» **GEGEVEN TEKST**:
◆ ◆ ◆ ◆ ◆

Zevende Ketenkracht event: duurzaamheid, losmaakbaarheid én natuur

Trias Energetica als fundament

Bij het ontwerp van het Programma van Eisen (PvE) werd onder andere gekeken naar de benodigde levensduur van verschillende componenten. Het lagenmodel (6S) van Stewart Brand liet al zien dat verschillende gebouwlagen een andere levensduur nodig hebben. Strobos: “De vaste inrichting en installaties moeten minimaal 20 jaar meegaan. De gevel moet dat minstens 40 jaar kunnen en de draagconstructie wel 60 jaar.” In het PvE werden ook eisen voor duurzaamheid, adaptiviteit en circulariteit ondergebracht. “Het fundament was de Trias Energetica. Zorg allereerst voor een beperkte energievraag door goede isolatie, maak zoveel mogelijk gebruik van duurzame energie en gebruik je energie zo efficiënt mogelijk. De Trias Energetica hielden we ook aan voor ruimtes en materialen. Voor ruimtes focusten we op een flexibel en multifunctioneel gebouw en binnen het onderwerp materialen waren duurzaam, robuust en comfortabel kernwoorden.”

Zevende Ketenkracht event: duurzaamheid, losmaakbaarheid én natuur

Strobos ging in op de bijzonderheden op het vlak van bouwkunde en constructie en noemde eerst de groene long. “Dat is het landschap door het complete gebouw, een aaneenschakeling en mix van diverse ruimtes en een etalage van het onderwijs. We zorgen voor activiteitgericht werken en leren en er zijn vides voor extra daglicht. De gevel is een smart skin, een combinatie van etalage, daglicht en energieopwekking met transparante zonnepanelen. Aan de oostzijde van het gebouw hebben we een volledig groene gevel, inclusief bomen op het dak.” De vele open ruimtes, vides en trappen brachten meteen wat uitdagingen met zich mee voor het ontwerp: “Er was relatief weinig ruimte voor de constructie. We besloten om een flexibele inrichting en functies aan te houden en kozen voor een hybride draagconstructie. We realiseerden een staalconstructie, met kanaalplaatvloeren zonder druklaag en dichte gevels houtskeletbouw (HSB).”

◆ ◆ ◆ ◆ ◆

» **GEGEVENSREGELS**:
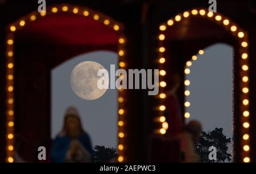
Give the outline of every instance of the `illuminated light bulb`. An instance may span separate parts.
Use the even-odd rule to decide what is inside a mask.
[[[205,10],[199,10],[199,14],[201,16],[204,16],[205,15]]]
[[[190,70],[188,68],[186,68],[184,71],[185,74],[189,74],[190,73]]]
[[[249,92],[249,88],[246,87],[244,87],[242,89],[242,91],[243,91],[243,93],[246,94]]]
[[[123,125],[123,122],[122,121],[118,121],[118,126],[122,126]]]
[[[245,157],[245,158],[243,158],[243,161],[245,163],[249,163],[250,162],[250,158],[249,157]]]
[[[8,52],[7,54],[9,57],[11,57],[13,56],[13,52],[12,51],[10,51]]]
[[[181,16],[180,15],[176,15],[175,16],[175,19],[176,21],[179,22],[180,20],[181,20]]]
[[[247,47],[248,46],[248,44],[246,42],[242,42],[241,43],[241,45],[242,45],[242,47]]]
[[[119,29],[119,26],[118,26],[118,25],[114,25],[114,26],[113,26],[113,28],[114,28],[114,30],[115,30],[115,31],[118,31],[118,29]]]
[[[61,9],[63,11],[67,11],[68,10],[68,7],[67,6],[63,6]]]
[[[35,20],[36,19],[36,16],[35,15],[32,15],[30,16],[30,20]]]
[[[9,139],[13,139],[14,137],[14,135],[13,134],[9,134],[7,135],[7,137]]]
[[[243,53],[242,54],[242,59],[246,59],[248,57],[248,54],[246,53]]]
[[[198,14],[198,11],[196,10],[193,10],[192,11],[191,11],[191,13],[192,14],[192,15],[196,15]]]
[[[15,30],[16,30],[16,27],[15,27],[15,26],[11,26],[11,27],[10,27],[10,29],[11,31],[15,31]]]
[[[161,53],[163,53],[166,51],[166,48],[164,47],[160,47],[159,48],[159,52]]]
[[[77,8],[74,8],[73,9],[73,12],[75,14],[77,14],[78,12],[78,11],[79,11],[79,9]]]
[[[123,98],[122,97],[118,97],[118,101],[120,103],[123,103]]]
[[[118,137],[120,138],[123,138],[125,137],[125,134],[122,132],[119,132],[118,133]]]
[[[166,72],[164,70],[160,70],[159,71],[159,74],[162,75],[162,76],[164,76],[164,75],[165,75],[166,74]]]
[[[118,145],[118,150],[123,150],[123,146],[122,145]]]
[[[248,66],[247,66],[246,65],[243,65],[243,66],[242,66],[242,69],[243,69],[243,71],[247,71],[249,69]]]
[[[192,65],[192,62],[191,61],[187,61],[186,65],[187,66],[191,66]]]
[[[188,90],[185,90],[184,94],[185,96],[189,96],[190,95],[190,91]]]
[[[160,99],[165,99],[166,97],[166,94],[164,93],[161,93],[159,94],[159,97]]]
[[[57,9],[56,7],[53,7],[52,9],[52,12],[55,13],[55,12],[57,12],[57,11],[58,11],[58,9]]]
[[[119,38],[119,40],[118,40],[118,42],[120,44],[123,44],[125,43],[125,39],[123,38],[122,38],[122,37]]]
[[[238,37],[240,38],[243,38],[243,36],[245,36],[245,33],[242,32],[240,32],[239,33],[237,33],[237,36],[238,36]]]
[[[98,20],[99,18],[100,18],[100,17],[98,16],[98,15],[94,15],[93,16],[93,19],[94,19],[94,20]]]
[[[7,44],[8,45],[13,45],[13,40],[12,39],[9,39],[7,40]]]
[[[189,16],[189,12],[188,11],[185,11],[183,12],[183,16],[184,18],[188,18]]]
[[[200,50],[198,52],[198,53],[199,53],[199,54],[202,55],[203,54],[204,54],[204,50],[201,49],[201,50]]]
[[[185,112],[184,116],[185,118],[188,118],[190,117],[190,113],[189,112]]]
[[[163,26],[163,25],[160,26],[159,29],[160,31],[164,31],[164,30],[166,29],[166,26]]]
[[[84,11],[84,12],[82,14],[84,14],[84,16],[89,16],[89,11],[88,11],[87,10]]]
[[[123,109],[120,109],[118,111],[118,113],[121,115],[122,115],[125,113],[125,110]]]
[[[159,36],[159,39],[160,40],[164,40],[166,37],[164,36],[164,35],[161,34]]]
[[[208,16],[209,18],[212,18],[212,16],[213,16],[213,12],[212,11],[209,11],[208,12],[208,13],[207,14],[207,16]]]
[[[185,101],[184,104],[184,106],[186,107],[189,107],[190,106],[190,102]]]
[[[8,126],[13,127],[13,126],[14,126],[14,122],[13,121],[10,121],[8,123]]]
[[[192,60],[196,61],[197,60],[197,57],[196,56],[193,56],[192,58]]]
[[[166,117],[164,116],[161,116],[159,118],[159,121],[161,122],[164,122],[164,121],[166,121]]]
[[[248,82],[249,78],[247,76],[243,77],[242,80],[243,82]]]
[[[14,162],[13,158],[12,158],[12,157],[9,157],[7,160],[8,160],[8,162],[11,163],[13,163],[13,162]]]
[[[119,62],[119,66],[121,67],[123,67],[125,66],[125,63],[123,62]]]
[[[118,162],[122,162],[123,160],[123,156],[119,156],[117,159],[118,160]]]
[[[247,140],[248,139],[249,139],[249,138],[250,138],[250,136],[247,134],[243,134],[243,139],[244,140]]]
[[[249,100],[247,99],[244,99],[243,100],[243,104],[244,105],[247,105],[249,104]]]
[[[168,129],[168,122],[164,122],[162,124],[162,126],[166,130]]]
[[[163,63],[166,62],[166,59],[163,57],[159,58],[159,63]]]
[[[185,80],[184,82],[184,84],[185,86],[189,86],[189,85],[190,84],[190,81],[189,81],[189,80]]]
[[[250,127],[250,124],[249,124],[249,123],[247,122],[245,122],[243,124],[243,128],[248,128],[249,127]]]
[[[224,24],[224,26],[228,26],[229,24],[229,20],[228,19],[225,19],[223,20],[223,24]]]
[[[217,21],[221,20],[222,18],[220,15],[217,15],[215,16],[215,20],[216,20]]]
[[[247,117],[250,115],[250,112],[248,111],[243,111],[243,117]]]
[[[235,32],[237,31],[237,27],[236,26],[232,26],[230,27],[230,30],[233,32]]]
[[[250,146],[248,146],[248,145],[245,145],[245,146],[243,146],[243,150],[245,151],[248,151],[250,150]]]
[[[13,151],[14,149],[13,146],[8,146],[8,150],[10,151]]]
[[[166,133],[166,130],[164,129],[164,128],[160,129],[159,131],[161,134],[165,134]]]
[[[166,82],[162,81],[160,82],[160,86],[162,87],[164,87],[166,86]]]
[[[166,110],[166,106],[163,105],[162,105],[159,107],[159,110],[161,111],[163,111]]]
[[[174,22],[173,20],[172,19],[170,19],[167,21],[167,25],[168,25],[169,26],[171,26],[174,24]]]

◆ ◆ ◆ ◆ ◆

Vul de tekst over het Ketenkracht-event aan met het volgende stuk, direct aansluitend op de laatste zin.

Geleerde lessen

Nu het gebouw er staat en dagelijks studenten mag inspireren op verschillende duurzaamheidsvlakken, is het tijd om naar de geleerde lessen te kijken. Wat ging er goed en wat kon beter? Strobos begint met de positieve noot: “De integrale samenwerking en synergie in het ontwerpteam, maar ook het opzoeken van grenzen en het gezamenlijk aangaan van nieuwe uitdagingen waren sterke punten van het project. Ook de toepassing van de nieuwste technieken en installaties en het levend groen bij oplevering én een jaar later vielen op. Evenals de hybride draagconstructie, met flexibele indeling en multifunctioneel gebruik, waarbij we kanaalplaten met 50% betongranulaat toepassen.” Natuurlijk zijn er verbeterpunten: “We hebben concrete, eenduidige eisen op het gebied van duurzaamheid en circulariteit nodig. Dat geldt bijvoorbeeld voor de meetbaarheid van de duurzaamheid van de draagconstructie, die we aantoonbaar willen maken met rekeninstrumenten, bijvoorbeeld de schaduwprijs of een certificering.” Strobos sloot af met een advies: “Een voorwaarde voor het succes is het samenspel van constructeur, aannemer, leverancier en andere ketenpartners.”

De natuur kwam al even naar voren in het verhaal van Strobos: een gebouw met een natuurrijke gevel, met een ademende groene long. Maar het was aan Fraaije om een hechtere verbinding te maken met dit onderwerp. Ze gaf een introductie in de biomimicry, de wetenschap en kunst van het emuleren van de beste ideeën uit de natuur. “Dit gedachtegoed bestaat al sinds 1997 en één van de bekendste voorbeelden is nog wel klittenband. Biomimicry kun je onder andere toepassen in je processen en strategie en is niet alleen voor de bouw- en vastgoedsector relevant, maar ook voor bijvoorbeeld financiële vraagstukken.”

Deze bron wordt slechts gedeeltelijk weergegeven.